[Opening Record set section]

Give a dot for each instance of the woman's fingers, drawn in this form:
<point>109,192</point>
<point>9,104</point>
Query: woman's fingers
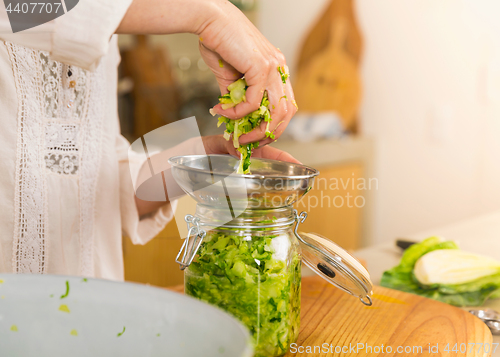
<point>224,72</point>
<point>268,152</point>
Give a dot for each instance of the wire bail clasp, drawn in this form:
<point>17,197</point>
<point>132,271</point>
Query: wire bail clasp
<point>190,246</point>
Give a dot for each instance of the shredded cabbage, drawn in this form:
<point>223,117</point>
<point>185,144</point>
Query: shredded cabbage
<point>253,280</point>
<point>238,127</point>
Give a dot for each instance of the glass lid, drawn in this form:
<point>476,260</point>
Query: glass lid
<point>335,265</point>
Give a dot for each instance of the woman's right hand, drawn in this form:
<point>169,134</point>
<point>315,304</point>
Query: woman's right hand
<point>233,47</point>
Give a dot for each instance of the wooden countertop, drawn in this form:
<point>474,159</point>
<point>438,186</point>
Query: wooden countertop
<point>333,319</point>
<point>479,235</point>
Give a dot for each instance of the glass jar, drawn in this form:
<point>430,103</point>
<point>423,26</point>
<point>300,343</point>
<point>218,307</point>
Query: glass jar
<point>242,251</point>
<point>251,268</point>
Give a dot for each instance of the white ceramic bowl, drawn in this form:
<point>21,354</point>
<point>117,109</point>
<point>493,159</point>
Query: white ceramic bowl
<point>105,318</point>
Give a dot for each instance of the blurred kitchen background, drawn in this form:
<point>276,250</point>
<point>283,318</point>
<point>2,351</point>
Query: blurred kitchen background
<point>403,95</point>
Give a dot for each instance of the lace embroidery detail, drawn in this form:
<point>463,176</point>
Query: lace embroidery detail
<point>30,249</point>
<point>59,132</point>
<point>61,148</point>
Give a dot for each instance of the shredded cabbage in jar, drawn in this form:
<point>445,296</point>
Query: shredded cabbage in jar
<point>251,278</point>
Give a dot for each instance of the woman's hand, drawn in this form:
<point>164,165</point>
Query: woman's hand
<point>218,145</point>
<point>232,47</point>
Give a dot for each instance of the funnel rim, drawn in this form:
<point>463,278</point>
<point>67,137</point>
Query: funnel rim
<point>313,172</point>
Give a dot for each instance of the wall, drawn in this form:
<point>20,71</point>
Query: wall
<point>431,74</point>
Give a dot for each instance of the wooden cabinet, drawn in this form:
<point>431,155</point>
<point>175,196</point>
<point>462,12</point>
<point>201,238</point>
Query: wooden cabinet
<point>154,263</point>
<point>334,205</point>
<point>332,212</point>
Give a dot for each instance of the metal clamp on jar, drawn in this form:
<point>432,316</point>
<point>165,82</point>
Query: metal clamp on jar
<point>243,251</point>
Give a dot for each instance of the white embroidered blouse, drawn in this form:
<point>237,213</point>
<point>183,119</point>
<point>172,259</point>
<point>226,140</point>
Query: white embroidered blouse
<point>66,194</point>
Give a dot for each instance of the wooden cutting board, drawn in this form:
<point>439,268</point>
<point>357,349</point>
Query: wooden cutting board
<point>395,319</point>
<point>327,75</point>
<point>330,316</point>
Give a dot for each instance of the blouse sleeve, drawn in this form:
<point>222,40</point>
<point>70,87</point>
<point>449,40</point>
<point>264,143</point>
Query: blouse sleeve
<point>80,37</point>
<point>139,229</point>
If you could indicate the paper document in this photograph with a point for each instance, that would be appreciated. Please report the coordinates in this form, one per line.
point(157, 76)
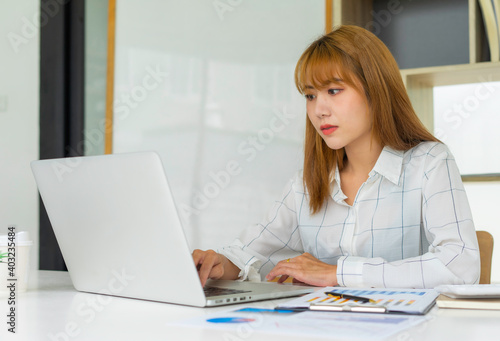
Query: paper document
point(470, 291)
point(242, 323)
point(405, 301)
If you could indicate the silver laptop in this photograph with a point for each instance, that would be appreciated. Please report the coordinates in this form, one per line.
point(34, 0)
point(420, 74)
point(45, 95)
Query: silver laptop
point(116, 223)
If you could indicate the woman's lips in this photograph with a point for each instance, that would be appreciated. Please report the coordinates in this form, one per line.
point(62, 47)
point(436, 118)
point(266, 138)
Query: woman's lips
point(327, 129)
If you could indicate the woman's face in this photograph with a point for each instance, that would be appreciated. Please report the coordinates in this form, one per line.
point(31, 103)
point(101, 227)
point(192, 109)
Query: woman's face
point(340, 115)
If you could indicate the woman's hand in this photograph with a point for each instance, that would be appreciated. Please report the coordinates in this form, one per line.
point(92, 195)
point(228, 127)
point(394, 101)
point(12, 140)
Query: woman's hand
point(306, 269)
point(213, 265)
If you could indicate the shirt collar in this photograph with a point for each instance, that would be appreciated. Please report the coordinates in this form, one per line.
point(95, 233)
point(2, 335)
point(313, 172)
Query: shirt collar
point(388, 165)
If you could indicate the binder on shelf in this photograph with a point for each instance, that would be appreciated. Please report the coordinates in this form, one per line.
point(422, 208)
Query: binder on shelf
point(491, 11)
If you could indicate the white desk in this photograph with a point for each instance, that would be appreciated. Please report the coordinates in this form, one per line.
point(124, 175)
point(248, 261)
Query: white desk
point(53, 310)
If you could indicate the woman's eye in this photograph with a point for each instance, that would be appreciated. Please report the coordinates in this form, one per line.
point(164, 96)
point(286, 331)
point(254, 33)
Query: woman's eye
point(334, 91)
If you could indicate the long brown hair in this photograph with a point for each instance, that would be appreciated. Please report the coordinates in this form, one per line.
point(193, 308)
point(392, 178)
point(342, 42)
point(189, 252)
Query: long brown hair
point(362, 61)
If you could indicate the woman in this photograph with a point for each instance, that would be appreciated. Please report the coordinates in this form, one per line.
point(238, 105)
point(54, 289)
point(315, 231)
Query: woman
point(380, 202)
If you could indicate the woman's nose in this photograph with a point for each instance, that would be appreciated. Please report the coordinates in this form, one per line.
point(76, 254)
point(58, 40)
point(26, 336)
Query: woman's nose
point(323, 107)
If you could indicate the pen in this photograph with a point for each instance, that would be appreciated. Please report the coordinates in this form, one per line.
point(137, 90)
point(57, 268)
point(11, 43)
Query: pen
point(351, 297)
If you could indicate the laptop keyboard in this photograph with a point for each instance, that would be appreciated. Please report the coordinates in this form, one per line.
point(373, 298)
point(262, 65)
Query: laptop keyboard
point(215, 291)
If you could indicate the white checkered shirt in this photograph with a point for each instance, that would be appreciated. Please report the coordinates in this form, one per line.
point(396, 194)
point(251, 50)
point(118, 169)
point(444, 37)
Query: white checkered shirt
point(410, 226)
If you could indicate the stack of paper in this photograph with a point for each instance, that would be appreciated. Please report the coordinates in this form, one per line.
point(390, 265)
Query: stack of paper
point(480, 296)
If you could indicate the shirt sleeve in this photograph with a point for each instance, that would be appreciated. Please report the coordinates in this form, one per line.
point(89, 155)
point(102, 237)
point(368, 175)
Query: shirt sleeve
point(277, 237)
point(453, 253)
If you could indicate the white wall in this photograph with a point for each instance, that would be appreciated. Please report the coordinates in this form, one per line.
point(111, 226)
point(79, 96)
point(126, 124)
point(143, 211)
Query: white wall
point(19, 112)
point(466, 118)
point(209, 85)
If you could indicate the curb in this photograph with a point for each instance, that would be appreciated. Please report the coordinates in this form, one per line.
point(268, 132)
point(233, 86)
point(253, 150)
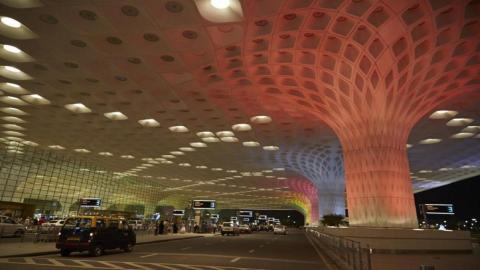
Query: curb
point(34, 254)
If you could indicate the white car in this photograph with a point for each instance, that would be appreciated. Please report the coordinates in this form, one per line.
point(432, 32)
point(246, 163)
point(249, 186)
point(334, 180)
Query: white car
point(8, 227)
point(280, 229)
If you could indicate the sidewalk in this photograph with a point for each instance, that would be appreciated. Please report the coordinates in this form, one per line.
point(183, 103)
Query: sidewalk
point(19, 249)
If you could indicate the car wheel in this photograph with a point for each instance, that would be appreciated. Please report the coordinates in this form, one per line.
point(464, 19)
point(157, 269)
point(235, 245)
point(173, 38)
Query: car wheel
point(128, 247)
point(64, 252)
point(96, 251)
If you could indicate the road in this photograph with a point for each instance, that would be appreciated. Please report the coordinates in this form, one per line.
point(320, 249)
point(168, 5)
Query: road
point(251, 251)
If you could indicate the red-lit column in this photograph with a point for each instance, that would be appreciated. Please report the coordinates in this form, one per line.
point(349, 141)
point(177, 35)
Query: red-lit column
point(377, 177)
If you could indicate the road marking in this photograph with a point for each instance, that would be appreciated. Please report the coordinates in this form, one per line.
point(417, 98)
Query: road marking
point(149, 255)
point(235, 260)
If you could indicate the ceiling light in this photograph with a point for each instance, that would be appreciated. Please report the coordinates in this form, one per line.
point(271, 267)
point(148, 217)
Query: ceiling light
point(210, 139)
point(261, 119)
point(10, 22)
point(458, 122)
point(12, 69)
point(271, 148)
point(56, 147)
point(443, 114)
point(229, 139)
point(430, 141)
point(220, 4)
point(36, 99)
point(241, 127)
point(187, 149)
point(462, 135)
point(11, 49)
point(78, 108)
point(198, 144)
point(115, 116)
point(251, 144)
point(149, 123)
point(225, 134)
point(203, 134)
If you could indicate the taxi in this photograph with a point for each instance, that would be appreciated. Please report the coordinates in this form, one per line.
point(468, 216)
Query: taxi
point(95, 234)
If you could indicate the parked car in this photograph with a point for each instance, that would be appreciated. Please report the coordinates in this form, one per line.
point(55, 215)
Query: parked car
point(95, 234)
point(244, 228)
point(280, 229)
point(230, 228)
point(8, 227)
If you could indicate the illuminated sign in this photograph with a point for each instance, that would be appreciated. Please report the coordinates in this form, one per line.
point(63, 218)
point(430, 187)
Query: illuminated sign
point(245, 213)
point(178, 212)
point(438, 208)
point(90, 202)
point(203, 204)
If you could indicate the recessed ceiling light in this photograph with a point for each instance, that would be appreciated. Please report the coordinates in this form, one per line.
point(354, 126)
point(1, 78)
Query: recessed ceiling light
point(210, 139)
point(271, 148)
point(261, 119)
point(462, 135)
point(229, 139)
point(458, 122)
point(11, 49)
point(430, 141)
point(220, 4)
point(241, 127)
point(78, 108)
point(251, 144)
point(115, 116)
point(443, 114)
point(36, 99)
point(203, 134)
point(56, 147)
point(225, 134)
point(10, 22)
point(12, 69)
point(149, 123)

[Closing Record set section]

** Exercise objective **
Give back exactly the lines above starting at the line where "Query: long brown hair" appears and ending at the line where "If you could indicate the white wall" appears, both included, with no other lines.

** Solution to this problem **
Query: long brown hair
point(362, 61)
If you could indicate the woman in this photograph with a point for each instance, that would be appreciated. Please report the coordinates in this form, one per line.
point(238, 105)
point(54, 289)
point(315, 231)
Query: woman
point(380, 202)
If you could indicate the woman's nose in this photograph with a point for each instance, that would be appreciated. Please report the coordinates in this form, one per line.
point(76, 254)
point(58, 40)
point(26, 336)
Query: woman's nose
point(323, 107)
If you could indicate the pen in this photograph with a point for each instance, that would be appreciated. Please report the coordinates in this form, one per line.
point(137, 90)
point(57, 268)
point(11, 43)
Query: pen
point(351, 297)
If you could indicate the laptop keyboard in this photograph with a point for each instance, that would be appreciated. Please report the coordinates in this form, one per line.
point(373, 298)
point(262, 65)
Query: laptop keyboard
point(215, 291)
If you could indicate the white checkered shirt in this photograph with a point for each instance, that would be appreciated. Please report the coordinates in this form, one per line.
point(396, 194)
point(251, 50)
point(118, 169)
point(444, 37)
Query: white checkered shirt
point(410, 226)
If you could indicate the stack of paper in this photograph with a point for each instance, that would be appreciated. Please report the coordinates in this form, one per line.
point(390, 265)
Query: stack of paper
point(480, 296)
If you could indicate the shirt sleeve in this photograph with a point for each instance, that would be appreciated. Please report the coordinates in this form, one per line.
point(89, 155)
point(102, 237)
point(368, 175)
Query: shirt sleeve
point(277, 237)
point(453, 253)
If you could indicate the white wall in this photograph with a point for each instance, that would be appreciated. Please report the coordinates in this form, one per line.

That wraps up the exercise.